**Work task**
Two lines mark the range in the entries below: the one holding "Would you point at the silver paint" and the one holding "Would you point at the rear windshield". Set down those two and all lines between them, exactly.

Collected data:

"""

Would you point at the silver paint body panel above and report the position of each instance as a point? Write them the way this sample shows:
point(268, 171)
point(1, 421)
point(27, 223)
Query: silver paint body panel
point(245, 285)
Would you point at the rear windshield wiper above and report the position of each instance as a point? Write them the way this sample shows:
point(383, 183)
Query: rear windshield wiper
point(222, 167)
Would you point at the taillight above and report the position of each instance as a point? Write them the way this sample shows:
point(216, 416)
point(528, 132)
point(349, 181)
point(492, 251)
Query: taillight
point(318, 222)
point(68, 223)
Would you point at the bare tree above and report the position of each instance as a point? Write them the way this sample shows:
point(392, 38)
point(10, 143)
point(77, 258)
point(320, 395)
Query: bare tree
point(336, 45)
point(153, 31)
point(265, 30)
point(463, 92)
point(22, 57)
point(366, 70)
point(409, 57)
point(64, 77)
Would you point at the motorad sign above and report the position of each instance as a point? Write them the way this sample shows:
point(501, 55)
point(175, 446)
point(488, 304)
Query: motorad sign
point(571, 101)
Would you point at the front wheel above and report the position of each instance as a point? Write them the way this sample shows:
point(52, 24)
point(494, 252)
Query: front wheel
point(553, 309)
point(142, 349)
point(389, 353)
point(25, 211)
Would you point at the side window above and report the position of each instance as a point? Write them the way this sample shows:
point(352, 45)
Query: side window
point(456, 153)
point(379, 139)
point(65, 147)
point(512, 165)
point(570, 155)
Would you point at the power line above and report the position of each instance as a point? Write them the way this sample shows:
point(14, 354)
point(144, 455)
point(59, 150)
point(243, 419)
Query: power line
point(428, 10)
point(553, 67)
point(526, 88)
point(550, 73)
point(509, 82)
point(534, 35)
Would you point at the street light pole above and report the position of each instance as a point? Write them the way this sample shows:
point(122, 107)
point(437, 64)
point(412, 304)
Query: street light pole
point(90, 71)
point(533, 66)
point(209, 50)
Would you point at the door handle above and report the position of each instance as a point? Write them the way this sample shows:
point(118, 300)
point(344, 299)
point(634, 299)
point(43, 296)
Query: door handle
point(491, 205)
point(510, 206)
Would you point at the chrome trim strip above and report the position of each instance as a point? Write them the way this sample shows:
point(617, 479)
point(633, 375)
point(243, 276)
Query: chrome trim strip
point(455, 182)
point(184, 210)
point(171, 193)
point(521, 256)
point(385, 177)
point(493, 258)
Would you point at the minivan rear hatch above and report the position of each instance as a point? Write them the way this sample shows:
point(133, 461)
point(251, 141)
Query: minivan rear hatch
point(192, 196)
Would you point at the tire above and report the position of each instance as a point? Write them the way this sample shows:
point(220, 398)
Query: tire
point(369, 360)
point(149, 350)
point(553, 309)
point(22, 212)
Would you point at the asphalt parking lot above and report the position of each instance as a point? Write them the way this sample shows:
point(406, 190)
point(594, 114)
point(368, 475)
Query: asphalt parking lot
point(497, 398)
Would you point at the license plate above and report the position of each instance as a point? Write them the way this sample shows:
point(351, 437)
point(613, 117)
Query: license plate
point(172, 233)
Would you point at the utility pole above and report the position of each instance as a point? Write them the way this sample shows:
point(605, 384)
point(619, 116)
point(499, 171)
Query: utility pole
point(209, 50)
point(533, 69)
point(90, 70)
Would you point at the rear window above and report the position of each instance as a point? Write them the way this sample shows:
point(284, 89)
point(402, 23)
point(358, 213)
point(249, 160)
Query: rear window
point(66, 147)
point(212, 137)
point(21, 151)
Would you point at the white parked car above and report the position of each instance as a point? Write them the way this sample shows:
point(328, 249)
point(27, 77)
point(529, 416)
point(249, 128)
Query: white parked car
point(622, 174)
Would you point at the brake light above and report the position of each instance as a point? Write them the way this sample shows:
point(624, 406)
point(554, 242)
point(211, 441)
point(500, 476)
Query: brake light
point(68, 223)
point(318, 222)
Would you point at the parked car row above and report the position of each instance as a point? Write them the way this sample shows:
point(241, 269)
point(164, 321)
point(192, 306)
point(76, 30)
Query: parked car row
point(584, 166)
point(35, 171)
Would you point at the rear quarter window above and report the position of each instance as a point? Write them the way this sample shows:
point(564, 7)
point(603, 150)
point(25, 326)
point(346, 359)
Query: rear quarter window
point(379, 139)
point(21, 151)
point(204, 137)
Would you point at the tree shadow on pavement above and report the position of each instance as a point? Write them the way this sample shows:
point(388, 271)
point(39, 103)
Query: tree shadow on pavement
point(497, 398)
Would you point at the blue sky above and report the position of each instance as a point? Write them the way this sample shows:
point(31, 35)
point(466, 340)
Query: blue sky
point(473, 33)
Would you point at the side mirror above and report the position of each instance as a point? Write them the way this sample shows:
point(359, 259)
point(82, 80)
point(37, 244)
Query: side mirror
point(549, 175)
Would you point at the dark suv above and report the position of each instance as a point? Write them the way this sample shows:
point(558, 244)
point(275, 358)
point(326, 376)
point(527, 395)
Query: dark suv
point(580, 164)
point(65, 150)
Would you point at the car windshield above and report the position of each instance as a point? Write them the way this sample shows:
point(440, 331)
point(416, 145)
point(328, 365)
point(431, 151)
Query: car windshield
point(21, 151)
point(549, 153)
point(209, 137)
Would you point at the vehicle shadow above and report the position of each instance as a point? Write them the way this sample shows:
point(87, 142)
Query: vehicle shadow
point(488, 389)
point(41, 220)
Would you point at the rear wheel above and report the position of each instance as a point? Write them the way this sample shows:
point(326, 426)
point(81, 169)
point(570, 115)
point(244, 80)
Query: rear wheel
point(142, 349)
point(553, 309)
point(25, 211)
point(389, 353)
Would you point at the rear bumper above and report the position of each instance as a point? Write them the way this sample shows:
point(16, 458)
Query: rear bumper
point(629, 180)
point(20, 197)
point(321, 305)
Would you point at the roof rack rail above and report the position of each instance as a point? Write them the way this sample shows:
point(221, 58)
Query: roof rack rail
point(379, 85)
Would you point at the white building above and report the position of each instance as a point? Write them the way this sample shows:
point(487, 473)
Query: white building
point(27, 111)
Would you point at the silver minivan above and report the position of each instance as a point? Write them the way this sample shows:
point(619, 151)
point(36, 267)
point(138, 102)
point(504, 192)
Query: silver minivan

"""
"""

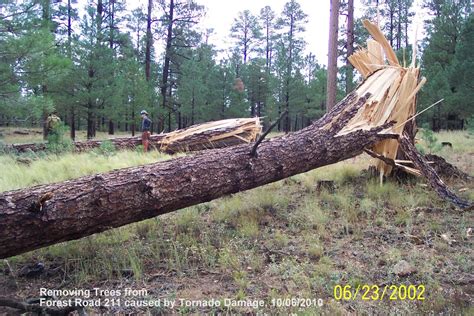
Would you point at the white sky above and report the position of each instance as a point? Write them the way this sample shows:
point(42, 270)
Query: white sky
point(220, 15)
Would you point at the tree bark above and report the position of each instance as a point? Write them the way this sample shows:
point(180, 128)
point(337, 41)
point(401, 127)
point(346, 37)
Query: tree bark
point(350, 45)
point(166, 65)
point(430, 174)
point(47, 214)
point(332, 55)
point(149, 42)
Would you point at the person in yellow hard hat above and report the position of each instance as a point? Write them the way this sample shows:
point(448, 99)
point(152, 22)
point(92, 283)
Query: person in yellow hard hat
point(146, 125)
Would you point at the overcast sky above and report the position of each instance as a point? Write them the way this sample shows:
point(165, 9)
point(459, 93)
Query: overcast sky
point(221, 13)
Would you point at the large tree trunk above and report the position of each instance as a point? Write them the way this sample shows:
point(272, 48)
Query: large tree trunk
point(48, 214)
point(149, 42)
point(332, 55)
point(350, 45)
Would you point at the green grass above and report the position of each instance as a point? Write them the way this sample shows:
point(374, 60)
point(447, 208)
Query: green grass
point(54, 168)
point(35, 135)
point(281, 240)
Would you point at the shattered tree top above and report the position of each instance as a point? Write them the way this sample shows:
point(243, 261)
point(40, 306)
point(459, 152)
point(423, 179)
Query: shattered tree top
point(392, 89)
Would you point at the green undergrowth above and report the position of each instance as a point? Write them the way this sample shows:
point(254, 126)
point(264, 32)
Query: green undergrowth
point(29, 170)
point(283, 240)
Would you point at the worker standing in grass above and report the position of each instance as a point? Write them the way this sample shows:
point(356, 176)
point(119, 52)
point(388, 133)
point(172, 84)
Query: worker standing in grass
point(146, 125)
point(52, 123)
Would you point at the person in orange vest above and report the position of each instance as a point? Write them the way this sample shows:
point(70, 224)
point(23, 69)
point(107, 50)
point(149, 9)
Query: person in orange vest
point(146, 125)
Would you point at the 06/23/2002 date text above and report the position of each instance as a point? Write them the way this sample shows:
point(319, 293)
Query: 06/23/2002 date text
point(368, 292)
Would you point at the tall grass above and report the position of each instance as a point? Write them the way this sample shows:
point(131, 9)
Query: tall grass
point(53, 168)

"""
"""

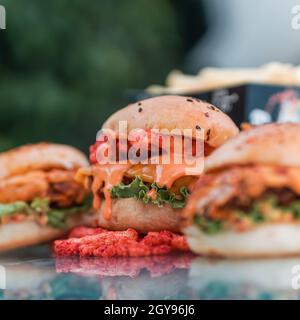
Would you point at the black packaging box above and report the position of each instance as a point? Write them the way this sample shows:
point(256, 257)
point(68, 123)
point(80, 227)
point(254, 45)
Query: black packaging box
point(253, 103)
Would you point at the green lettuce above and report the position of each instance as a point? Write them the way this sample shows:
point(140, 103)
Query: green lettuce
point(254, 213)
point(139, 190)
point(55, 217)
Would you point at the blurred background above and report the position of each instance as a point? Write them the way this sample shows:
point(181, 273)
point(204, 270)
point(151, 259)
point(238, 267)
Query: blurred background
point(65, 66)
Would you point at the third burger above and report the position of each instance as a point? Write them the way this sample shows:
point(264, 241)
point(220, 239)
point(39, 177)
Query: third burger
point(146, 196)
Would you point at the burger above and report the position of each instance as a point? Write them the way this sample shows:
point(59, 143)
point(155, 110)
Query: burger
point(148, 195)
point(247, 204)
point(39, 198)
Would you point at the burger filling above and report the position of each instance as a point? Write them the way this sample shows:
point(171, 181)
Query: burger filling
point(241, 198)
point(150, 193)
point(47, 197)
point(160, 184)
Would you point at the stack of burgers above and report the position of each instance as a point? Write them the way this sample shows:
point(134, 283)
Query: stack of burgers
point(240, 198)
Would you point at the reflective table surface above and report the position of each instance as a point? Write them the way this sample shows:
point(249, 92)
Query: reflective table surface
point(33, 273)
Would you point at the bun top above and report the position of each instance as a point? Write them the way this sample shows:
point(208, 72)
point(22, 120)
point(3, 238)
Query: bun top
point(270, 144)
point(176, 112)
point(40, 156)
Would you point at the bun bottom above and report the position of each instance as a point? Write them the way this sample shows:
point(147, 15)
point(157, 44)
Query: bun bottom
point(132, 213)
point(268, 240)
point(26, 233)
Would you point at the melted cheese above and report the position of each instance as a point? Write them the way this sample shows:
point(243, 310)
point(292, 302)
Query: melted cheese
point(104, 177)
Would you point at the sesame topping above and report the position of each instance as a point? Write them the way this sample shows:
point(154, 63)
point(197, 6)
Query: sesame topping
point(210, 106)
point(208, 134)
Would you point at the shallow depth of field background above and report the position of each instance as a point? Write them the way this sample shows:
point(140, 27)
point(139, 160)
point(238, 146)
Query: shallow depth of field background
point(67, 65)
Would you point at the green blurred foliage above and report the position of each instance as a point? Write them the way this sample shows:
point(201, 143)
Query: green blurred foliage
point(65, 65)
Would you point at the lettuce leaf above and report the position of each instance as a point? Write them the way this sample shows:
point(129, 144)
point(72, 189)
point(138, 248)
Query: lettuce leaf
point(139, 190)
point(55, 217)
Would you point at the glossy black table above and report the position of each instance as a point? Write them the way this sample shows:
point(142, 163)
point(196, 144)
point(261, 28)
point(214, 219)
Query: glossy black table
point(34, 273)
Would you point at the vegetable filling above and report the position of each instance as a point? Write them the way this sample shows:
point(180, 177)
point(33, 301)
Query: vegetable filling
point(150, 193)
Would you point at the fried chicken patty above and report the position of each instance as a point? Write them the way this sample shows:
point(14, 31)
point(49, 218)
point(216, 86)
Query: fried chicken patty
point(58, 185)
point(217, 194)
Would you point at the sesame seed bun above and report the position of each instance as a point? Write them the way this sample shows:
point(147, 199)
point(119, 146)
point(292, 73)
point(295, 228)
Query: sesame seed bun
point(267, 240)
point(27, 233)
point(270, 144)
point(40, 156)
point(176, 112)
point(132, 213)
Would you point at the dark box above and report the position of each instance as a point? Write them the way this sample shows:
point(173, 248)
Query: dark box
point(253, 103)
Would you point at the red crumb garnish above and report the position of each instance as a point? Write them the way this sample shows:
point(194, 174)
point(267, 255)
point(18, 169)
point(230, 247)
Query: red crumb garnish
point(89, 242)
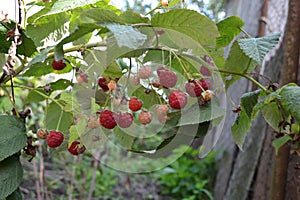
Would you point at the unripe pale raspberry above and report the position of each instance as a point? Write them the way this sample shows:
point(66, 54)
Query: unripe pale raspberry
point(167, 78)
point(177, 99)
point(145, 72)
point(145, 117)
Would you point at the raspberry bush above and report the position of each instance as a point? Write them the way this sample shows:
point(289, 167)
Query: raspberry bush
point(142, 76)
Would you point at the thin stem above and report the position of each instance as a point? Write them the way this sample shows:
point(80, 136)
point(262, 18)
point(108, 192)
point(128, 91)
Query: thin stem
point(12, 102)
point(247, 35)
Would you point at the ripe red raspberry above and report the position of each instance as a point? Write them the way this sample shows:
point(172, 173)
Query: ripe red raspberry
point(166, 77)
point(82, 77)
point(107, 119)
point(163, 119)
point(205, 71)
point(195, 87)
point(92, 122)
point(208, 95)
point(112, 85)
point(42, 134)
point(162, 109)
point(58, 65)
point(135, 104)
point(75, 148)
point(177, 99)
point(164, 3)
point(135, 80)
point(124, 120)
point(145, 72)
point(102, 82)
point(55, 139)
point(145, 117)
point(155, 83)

"""

**Solution for this exercise**
Would you point at the silver paint body panel above and report the position of each instance as a point? Write them the way this sample shows:
point(268, 171)
point(1, 421)
point(27, 223)
Query: silver paint body panel
point(245, 285)
Would you point at the rear windshield wiper above and report the position of each instance as a point? Write them the way this sample shows:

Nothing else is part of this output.